◆ Entries provided
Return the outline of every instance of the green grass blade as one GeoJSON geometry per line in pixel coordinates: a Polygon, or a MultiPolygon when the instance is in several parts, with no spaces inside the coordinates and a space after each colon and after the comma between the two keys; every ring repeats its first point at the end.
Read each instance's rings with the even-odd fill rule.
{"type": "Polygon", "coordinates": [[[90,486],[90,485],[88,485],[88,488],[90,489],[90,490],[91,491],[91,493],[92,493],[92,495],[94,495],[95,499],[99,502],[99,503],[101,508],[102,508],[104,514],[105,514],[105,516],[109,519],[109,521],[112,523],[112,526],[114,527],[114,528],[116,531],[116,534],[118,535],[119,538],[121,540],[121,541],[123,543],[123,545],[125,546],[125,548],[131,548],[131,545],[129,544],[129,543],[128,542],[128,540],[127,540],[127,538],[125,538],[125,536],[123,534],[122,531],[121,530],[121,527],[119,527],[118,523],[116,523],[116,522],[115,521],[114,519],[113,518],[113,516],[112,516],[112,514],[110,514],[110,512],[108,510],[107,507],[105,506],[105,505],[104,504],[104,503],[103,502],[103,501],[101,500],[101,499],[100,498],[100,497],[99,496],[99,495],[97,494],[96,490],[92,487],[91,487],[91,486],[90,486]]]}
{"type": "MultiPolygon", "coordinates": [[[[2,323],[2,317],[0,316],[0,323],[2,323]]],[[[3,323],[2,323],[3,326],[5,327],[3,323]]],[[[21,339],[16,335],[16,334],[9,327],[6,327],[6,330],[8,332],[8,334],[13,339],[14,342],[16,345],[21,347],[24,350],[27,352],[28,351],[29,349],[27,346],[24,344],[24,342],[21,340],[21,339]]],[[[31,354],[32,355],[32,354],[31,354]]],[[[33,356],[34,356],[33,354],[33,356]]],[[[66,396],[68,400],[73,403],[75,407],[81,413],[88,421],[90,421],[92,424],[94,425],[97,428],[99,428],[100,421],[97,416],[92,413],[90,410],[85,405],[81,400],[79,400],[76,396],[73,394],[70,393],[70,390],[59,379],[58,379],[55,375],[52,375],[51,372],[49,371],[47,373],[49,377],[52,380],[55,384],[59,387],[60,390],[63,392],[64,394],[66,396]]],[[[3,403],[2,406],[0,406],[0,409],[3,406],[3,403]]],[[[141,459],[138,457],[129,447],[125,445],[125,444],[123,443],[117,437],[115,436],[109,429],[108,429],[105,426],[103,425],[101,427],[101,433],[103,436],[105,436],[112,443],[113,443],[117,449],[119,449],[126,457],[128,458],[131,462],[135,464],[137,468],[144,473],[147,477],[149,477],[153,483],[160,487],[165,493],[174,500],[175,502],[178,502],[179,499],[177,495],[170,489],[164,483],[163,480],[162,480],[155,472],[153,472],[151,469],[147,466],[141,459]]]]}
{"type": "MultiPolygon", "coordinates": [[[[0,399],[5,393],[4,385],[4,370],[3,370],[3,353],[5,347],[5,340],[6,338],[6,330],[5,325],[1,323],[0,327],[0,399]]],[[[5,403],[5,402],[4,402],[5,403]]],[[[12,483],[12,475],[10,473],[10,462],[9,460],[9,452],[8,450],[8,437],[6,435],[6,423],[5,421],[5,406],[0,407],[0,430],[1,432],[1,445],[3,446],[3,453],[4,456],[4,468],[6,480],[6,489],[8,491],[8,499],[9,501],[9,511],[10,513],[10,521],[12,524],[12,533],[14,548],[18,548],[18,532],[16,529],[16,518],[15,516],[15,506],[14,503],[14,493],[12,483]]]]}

◆ Task instructions
Put the lines of the entries above, from the very first one through the line containing "Read each instance's", into a JSON list of strings, one string per line and with blank lines left out.

◆ Answer
[
  "Return the outline of every instance of the green grass blade as one GeoJSON geometry per line in pixel coordinates: a Polygon, or a MultiPolygon when the instance is in several parts, with no spaces inside the coordinates and a space after each colon and after the comma between the two keys; every ring repeats its first point at the end.",
  "Read each instance's rings with the even-odd fill rule."
]